--- start READING PASSAGE ---

The revolt against “hypocritical Soviet morality” had no impact on attitudes towards Soviet historical mythology. Soviet history supplies the characters and the consumers of post-Soviet fantasy with a positive cultural identity. The “heroic deeds” of the Cheka, the Red Army during WWII or the Bolsheviks during the October Revolution still provide examples of heroism and patriotism worthy of imitation. Writers and readers gaze with admiration at the age of the Terror, national amnesia having left them with no other direction in which to turn.
Dzerzhinsky’s3 motto “Ardent heart, clean hands, cool head” is the only moral maxim that the hero of Night Watch recites consistently throughout the novel. The image of the Cheka remains for him an uncontested, romantic ideal. The hero sees no contradiction between his positive attitude towards the Cheka and his conviction that fascism and communism are equally evil, as well as any other collective project. Dzerzhinsky’s motto symbolically guides the hero-vampire to a radical denial of mankind’s right to exist. “To waste my life serving your cause?” This is the question that a vampire addresses ironically to mankind. Monsters are the true heroes of the national nightmare born out of suppressed memory. It is no surprise that, according to our 2007 opinion poll, Dzerzhinsky occupies the third place in our rating of “appealing Bolshevik leaders”.
The nightmare of post-Soviet fiction, which is full of macabre atrocities, consists not only in the triumph of supernatural forces over humans. It is also to be found in the absence of any plausible distinctions between good and evil, which results in the advocacy of narrow-minded selfishness. 4 The main novelty of gothic morality consists in its attitude towards morality itself. Morality is considered something to be avoided, something that can influence the hero’s life in the most negative way: “If this guy gave up his selfish wheeling and dealing, his life would certainly become worse. The more morality, the more misfortune”, says the vampire-hero of Night Watch. True, such an attitude towards morality stems from a radical reconsideration of the place of humans in the general system of values. Morality as such is dismissed as an irrelevant atavism. Indeed, what moral norms could be applicable to monsters, to vampires – to non-humans?
Of course, the new attitudes towards morality revealed by the world of fantasy fiction are not reducible to the difference between “fiction” and “reality”. A simple mental experiment helps to prove this statement. If we remove the vampires, werewolves and witches from these narratives and substitute them with cops, gangsters and their victims, if we parenthesize the witchcraft and the magic, the story would not differ much from a pale description of everyday Russian life.
At the heart of gothic morality is a remarkable equality of good and evil, expressed in Night Watch by the opposition between “light” and “dark” vampires. Their methods and goals are explicitly compared and judged to be the same. Nevertheless, light and dark vampires represent not just a metaphor for the notorious convergence of the state and mafia in Russia. The impossibility of distinguishing good from evil – the heroes conclude – makes any attempt to do so a sheer absurdity.

--- end READING PASSAGE ---
--- start EXTRACTED RECORDS ---

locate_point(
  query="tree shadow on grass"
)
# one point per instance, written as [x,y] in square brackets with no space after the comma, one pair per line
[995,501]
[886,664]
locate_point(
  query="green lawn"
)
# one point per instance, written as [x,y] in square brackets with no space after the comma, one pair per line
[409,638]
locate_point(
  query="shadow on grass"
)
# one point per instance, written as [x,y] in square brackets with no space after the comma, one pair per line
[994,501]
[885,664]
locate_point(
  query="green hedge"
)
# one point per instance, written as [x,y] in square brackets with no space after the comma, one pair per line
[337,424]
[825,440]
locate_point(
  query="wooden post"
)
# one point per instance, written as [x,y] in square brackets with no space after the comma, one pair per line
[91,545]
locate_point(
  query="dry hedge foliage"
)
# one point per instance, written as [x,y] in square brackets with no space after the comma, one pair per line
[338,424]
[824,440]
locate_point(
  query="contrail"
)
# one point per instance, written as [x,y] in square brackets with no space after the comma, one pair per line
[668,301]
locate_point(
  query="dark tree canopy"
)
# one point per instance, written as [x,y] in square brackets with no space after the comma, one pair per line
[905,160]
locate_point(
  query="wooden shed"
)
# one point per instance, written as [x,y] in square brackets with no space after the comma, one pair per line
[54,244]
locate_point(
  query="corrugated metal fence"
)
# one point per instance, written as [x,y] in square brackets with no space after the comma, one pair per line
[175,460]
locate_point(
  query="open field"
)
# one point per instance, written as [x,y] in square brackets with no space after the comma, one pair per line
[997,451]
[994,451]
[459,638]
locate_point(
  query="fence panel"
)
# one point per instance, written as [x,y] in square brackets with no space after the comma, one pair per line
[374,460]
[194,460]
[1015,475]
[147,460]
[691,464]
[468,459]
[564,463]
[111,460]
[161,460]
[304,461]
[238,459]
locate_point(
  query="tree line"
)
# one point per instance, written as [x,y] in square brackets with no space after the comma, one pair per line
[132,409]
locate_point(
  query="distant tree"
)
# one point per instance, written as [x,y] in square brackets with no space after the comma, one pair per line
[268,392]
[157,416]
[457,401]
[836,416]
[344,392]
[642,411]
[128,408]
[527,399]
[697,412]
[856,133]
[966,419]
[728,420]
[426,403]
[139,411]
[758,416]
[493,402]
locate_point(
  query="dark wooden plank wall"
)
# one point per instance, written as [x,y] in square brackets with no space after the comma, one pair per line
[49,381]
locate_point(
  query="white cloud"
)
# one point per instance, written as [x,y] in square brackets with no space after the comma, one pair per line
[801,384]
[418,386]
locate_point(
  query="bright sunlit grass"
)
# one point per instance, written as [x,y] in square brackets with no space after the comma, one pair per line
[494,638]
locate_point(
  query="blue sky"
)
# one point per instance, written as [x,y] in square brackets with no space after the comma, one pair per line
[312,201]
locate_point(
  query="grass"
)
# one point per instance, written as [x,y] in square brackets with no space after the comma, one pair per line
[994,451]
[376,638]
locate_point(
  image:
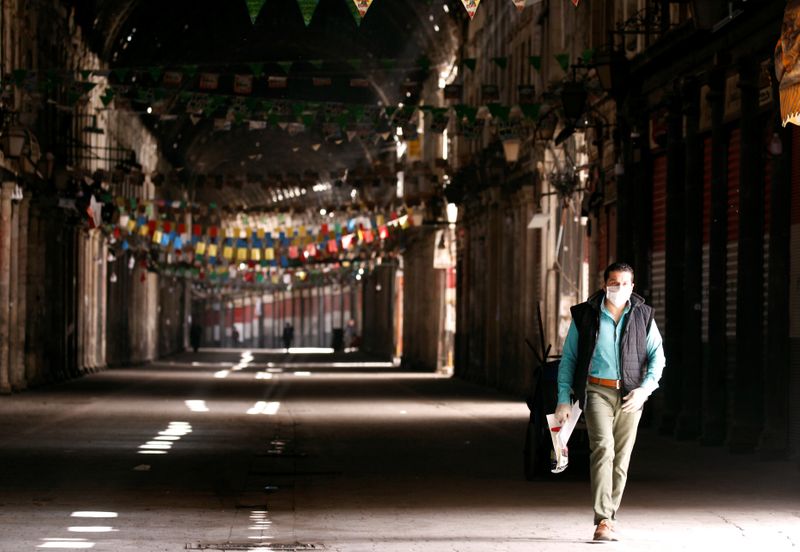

--- end EXTRACTED RECORDS ---

PROBLEMS
1. Summarize the passage on post-Soviet fantasy fiction in two sentences.
2. In the passage on post-Soviet fantasy fiction, what place does Dzerzhinsky hold in the 2007 opinion poll rating of "appealing Bolshevik leaders"?
3. Rewrite the stretch from "Of course, the" through "everyday Russian life." in the passage on post-Soviet fantasy fiction, substituting "police officers" for "cops".

RESULTS
1. The revolt against "hypocritical Soviet morality" left Soviet historical mythology untouched, so the Cheka and other Soviet heroes still serve as ideals, as in the hero of Night Watch, who treats Dzerzhinsky's motto as his only moral maxim. This fiction expresses a gothic morality in which morality itself is dismissed as an irrelevant atavism, good and evil are treated as equal, and any attempt to distinguish them is considered absurd.

2. Third place.

3.
Of course, the new attitudes towards morality revealed by the world of fantasy fiction are not reducible to the difference between “fiction” and “reality”. A simple mental experiment helps to prove this statement. If we remove the vampires, werewolves and witches from these narratives and substitute them with police officers, gangsters and their victims, if we parenthesize the witchcraft and the magic, the story would not differ much from a pale description of everyday Russian life.